TASK DESCRIPTION: Transcribe every one of the lines below without changing anything.

:: MATERIAL PROVIDED ::

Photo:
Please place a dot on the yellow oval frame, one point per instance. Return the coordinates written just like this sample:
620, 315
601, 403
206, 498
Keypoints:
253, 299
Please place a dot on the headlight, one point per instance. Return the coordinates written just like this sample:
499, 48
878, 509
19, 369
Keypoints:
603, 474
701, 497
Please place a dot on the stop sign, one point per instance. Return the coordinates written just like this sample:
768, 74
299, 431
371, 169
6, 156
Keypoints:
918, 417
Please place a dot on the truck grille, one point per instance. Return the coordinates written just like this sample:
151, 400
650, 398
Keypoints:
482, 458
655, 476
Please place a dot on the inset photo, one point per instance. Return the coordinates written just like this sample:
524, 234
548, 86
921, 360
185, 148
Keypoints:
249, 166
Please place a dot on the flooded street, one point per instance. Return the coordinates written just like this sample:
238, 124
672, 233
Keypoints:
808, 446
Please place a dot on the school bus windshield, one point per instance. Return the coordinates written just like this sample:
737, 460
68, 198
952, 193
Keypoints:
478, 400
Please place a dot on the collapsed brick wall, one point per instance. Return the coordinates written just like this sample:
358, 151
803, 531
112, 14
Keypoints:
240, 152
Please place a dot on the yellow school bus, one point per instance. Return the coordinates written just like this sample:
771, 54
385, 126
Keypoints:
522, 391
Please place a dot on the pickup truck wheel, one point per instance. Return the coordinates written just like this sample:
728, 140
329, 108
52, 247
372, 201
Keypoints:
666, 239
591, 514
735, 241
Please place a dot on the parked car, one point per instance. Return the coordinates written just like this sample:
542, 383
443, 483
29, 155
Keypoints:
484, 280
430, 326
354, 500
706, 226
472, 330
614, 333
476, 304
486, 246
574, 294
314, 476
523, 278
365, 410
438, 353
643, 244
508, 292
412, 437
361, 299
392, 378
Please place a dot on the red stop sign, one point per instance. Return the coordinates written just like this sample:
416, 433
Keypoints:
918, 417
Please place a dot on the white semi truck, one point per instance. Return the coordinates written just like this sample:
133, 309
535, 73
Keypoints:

:::

RESPONSE TO THIS EXERCISE:
Photo:
Please place a dot on the yellow oval frame, one point per instance. Return the coordinates written just like this sample:
620, 315
601, 403
206, 498
Keypoints:
253, 299
Please place a dot on the headlight, one point per instance. Return the coordinates written just like this sample:
499, 48
878, 509
19, 369
Keypoints:
603, 474
701, 497
Please place a dot on the stop sign, one point per instance. Return the coordinates written just like this sample:
768, 74
299, 431
371, 169
6, 156
Keypoints:
918, 417
Please place a dot on the truck grille, one point per instance. Return the coordinates written just like this sample:
151, 400
650, 398
Keypoints:
482, 458
655, 476
Please place a dot on the inset photo, one point per instance. Return the coordinates written just like this sample:
524, 234
548, 86
921, 360
185, 148
Keypoints:
249, 166
Please place a dot on the flooded street, one point per instance. Return the coordinates written just like this sample:
238, 124
672, 233
Keypoints:
808, 446
Please place a dot on the school bus windshield, one point per instance. Return the coordinates written just like this sample:
737, 460
68, 198
952, 193
Keypoints:
478, 400
Please place a dot on the collapsed brick wall, one point per instance. Return the coordinates written just like this sample:
358, 151
803, 531
112, 14
Keypoints:
240, 152
Please place a dot on the yellow school bus, one point per instance. Return the coordinates written just like this sample:
771, 54
385, 126
Keypoints:
522, 391
Please place a dot on the pickup truck wheel, one point per instance. Return the coordinates written just like this sample:
728, 140
329, 108
52, 247
372, 201
Keypoints:
666, 239
591, 514
735, 241
Please place a dot on the parked car, one point per instance. Return the coordinates written just like this sample:
542, 383
443, 483
29, 155
Keypoints:
484, 280
430, 326
354, 500
706, 226
472, 330
614, 333
476, 304
486, 246
574, 294
314, 476
523, 278
365, 410
438, 353
643, 244
508, 292
412, 437
361, 299
392, 378
Please place a dot on the red stop sign, one point per instance. Return the coordinates written just like this sample:
416, 433
Keypoints:
918, 417
Please place a dot on the white semi truck, one point per instance. Return the coordinates written just like this sample:
133, 309
535, 73
Keypoints:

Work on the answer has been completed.